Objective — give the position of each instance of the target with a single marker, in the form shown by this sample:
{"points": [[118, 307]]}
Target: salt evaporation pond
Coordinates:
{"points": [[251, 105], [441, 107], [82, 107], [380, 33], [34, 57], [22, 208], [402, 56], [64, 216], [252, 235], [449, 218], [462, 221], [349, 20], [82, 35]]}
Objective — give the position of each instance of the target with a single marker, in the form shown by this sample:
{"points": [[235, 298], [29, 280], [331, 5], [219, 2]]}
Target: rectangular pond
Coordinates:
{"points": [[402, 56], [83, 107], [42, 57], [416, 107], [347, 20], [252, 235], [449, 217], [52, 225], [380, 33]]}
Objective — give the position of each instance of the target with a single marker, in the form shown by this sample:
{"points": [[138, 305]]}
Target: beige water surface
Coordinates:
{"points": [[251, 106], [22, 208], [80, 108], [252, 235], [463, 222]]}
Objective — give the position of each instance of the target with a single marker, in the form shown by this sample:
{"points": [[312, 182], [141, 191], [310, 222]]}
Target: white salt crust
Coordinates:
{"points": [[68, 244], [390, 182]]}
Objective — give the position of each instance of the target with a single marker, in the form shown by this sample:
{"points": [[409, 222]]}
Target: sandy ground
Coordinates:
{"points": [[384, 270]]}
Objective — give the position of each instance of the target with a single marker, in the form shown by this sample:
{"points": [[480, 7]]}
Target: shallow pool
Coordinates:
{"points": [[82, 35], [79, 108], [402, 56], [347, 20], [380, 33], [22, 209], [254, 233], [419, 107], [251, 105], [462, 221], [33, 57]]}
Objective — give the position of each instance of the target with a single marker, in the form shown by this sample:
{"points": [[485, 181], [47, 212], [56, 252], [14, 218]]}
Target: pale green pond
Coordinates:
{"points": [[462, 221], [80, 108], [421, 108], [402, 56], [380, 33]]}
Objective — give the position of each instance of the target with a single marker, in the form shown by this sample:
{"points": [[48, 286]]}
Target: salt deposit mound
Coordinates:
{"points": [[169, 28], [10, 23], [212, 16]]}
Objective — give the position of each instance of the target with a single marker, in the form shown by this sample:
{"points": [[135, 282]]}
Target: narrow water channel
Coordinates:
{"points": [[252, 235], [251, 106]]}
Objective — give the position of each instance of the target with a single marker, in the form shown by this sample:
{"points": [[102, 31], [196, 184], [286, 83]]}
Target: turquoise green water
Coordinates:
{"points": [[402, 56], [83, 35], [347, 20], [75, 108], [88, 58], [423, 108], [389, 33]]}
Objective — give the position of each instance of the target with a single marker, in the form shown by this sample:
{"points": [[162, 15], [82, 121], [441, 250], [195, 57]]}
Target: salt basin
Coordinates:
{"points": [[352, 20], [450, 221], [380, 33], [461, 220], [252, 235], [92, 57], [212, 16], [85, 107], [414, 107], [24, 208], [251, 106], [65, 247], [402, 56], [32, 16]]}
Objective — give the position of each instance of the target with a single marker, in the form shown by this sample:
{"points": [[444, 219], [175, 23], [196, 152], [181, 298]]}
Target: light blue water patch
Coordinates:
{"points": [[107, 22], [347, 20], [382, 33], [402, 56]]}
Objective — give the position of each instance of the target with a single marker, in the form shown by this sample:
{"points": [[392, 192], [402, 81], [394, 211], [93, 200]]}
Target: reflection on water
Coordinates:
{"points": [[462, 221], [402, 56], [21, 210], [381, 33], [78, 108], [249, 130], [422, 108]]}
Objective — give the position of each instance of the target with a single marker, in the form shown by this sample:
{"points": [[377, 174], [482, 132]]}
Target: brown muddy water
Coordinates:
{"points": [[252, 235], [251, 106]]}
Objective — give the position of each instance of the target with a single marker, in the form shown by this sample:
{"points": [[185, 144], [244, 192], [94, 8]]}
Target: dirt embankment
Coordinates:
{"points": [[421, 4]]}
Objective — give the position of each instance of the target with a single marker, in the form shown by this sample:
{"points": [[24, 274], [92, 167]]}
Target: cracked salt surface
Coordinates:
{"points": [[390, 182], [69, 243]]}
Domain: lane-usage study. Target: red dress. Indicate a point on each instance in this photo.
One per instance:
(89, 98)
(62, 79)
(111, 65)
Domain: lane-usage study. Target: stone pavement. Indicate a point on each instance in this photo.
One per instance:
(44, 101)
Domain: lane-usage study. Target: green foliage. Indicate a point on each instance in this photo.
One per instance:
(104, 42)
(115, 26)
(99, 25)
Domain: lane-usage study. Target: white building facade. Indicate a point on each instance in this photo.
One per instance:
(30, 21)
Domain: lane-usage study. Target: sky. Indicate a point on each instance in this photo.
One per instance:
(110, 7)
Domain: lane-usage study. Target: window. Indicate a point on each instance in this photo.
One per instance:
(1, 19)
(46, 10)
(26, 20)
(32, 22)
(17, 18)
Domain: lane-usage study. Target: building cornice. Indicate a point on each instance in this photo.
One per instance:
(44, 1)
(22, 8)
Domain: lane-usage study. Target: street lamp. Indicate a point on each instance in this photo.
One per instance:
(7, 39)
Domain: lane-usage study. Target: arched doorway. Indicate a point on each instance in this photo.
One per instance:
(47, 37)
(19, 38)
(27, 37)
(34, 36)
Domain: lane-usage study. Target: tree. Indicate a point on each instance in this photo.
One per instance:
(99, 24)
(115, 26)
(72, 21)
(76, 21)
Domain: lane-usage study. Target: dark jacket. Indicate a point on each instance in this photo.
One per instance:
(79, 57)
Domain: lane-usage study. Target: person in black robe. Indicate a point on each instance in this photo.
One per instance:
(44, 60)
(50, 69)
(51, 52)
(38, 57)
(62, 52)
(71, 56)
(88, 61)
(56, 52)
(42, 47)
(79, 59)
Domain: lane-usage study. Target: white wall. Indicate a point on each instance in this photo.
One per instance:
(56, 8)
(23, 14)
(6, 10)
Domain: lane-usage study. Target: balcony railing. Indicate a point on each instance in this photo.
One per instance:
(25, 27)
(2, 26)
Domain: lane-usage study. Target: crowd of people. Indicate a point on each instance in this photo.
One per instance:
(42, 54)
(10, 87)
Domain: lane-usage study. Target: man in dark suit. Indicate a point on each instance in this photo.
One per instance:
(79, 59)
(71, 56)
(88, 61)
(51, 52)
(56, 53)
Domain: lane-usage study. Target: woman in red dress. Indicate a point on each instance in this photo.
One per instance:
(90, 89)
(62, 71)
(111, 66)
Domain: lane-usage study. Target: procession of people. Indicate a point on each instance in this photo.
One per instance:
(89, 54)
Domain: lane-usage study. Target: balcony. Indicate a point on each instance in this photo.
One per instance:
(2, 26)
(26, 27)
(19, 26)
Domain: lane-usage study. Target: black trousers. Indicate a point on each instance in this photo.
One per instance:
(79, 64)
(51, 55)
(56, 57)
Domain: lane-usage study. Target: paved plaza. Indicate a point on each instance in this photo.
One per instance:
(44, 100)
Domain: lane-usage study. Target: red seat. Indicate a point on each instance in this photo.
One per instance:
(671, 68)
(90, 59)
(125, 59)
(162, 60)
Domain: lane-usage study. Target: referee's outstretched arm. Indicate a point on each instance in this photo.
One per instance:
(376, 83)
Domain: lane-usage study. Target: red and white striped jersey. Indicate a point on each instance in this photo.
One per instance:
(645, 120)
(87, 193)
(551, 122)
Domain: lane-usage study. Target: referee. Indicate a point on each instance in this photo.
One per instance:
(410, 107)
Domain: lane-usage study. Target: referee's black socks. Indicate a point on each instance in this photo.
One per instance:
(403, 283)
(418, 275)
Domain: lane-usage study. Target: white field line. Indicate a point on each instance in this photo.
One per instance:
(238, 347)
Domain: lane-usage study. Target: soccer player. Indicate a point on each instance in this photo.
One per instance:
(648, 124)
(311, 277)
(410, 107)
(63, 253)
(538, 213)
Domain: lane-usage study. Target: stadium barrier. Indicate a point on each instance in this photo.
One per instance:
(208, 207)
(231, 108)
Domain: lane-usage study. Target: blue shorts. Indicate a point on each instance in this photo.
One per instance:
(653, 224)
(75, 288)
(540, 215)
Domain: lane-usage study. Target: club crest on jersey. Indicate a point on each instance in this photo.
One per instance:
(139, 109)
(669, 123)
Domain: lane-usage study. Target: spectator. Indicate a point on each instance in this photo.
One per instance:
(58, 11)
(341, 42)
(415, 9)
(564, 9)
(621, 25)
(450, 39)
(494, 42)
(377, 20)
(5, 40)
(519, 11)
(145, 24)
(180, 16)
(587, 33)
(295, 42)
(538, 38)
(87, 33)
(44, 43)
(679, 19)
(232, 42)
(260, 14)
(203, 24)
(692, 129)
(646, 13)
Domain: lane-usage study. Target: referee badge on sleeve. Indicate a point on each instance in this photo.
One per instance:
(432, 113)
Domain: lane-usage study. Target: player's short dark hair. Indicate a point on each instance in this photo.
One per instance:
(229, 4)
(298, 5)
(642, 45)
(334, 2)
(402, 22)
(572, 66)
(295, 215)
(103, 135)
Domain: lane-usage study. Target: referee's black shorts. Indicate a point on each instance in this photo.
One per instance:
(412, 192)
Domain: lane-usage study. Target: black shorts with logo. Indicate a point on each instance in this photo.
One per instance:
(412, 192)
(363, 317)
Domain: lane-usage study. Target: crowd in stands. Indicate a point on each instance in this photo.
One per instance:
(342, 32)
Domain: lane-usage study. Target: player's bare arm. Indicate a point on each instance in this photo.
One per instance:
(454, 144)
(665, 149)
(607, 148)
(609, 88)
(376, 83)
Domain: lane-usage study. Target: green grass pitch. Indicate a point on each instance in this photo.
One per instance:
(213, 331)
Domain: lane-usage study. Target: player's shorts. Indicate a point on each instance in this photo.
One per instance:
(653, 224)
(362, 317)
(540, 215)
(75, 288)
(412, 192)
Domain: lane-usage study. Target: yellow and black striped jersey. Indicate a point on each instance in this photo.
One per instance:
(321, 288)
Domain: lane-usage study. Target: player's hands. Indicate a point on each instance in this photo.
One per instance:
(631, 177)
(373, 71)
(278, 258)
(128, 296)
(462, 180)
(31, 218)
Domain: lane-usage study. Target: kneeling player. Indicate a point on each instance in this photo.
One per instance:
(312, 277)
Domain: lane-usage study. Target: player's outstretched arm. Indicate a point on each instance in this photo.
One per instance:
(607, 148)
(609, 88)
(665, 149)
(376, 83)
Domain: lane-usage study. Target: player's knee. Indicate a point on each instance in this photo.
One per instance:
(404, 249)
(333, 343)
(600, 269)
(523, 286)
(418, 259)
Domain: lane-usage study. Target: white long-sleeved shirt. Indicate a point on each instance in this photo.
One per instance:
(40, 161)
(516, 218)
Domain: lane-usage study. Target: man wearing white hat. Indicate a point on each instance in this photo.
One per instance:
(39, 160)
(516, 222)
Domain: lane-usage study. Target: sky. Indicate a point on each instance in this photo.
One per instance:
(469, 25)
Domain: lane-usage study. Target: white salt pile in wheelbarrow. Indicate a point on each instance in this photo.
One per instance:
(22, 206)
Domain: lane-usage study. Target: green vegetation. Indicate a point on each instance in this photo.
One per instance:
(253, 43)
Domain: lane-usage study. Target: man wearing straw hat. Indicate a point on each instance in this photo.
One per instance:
◆ ◆ ◆ ◆ ◆
## AIM OF THE EXERCISE
Return the lines of the listing above exactly as they appear, starting with the first and stopping after the line that holds "Target: white salt crust".

## RESULT OF THE TASK
Objective — give the position of each instance of the target with a single marker, in the form shown by this sample:
{"points": [[118, 307]]}
Target: salt evaporation pond
Coordinates:
{"points": [[251, 105], [441, 107], [82, 107], [380, 33], [34, 57], [22, 208], [402, 56], [64, 216], [252, 235], [449, 218], [462, 221], [349, 20], [82, 35]]}
Objective — give the position of each instance of the target with a single marker, in the form shown by this sample:
{"points": [[235, 298], [29, 280], [331, 5], [219, 2]]}
Target: rectangular pond
Coordinates:
{"points": [[402, 56], [83, 107], [42, 57], [416, 107], [347, 20], [252, 235], [449, 217], [52, 225], [380, 33]]}
Objective — give the position of each instance of the target with a single marker, in the form shown by this sample:
{"points": [[138, 305]]}
Target: beige water surface
Coordinates:
{"points": [[251, 106], [22, 208], [80, 108], [252, 235], [463, 222]]}
Objective — give the position of each instance of the target with a single marker, in the form shown by this sample:
{"points": [[312, 182], [141, 191], [310, 222]]}
Target: white salt crust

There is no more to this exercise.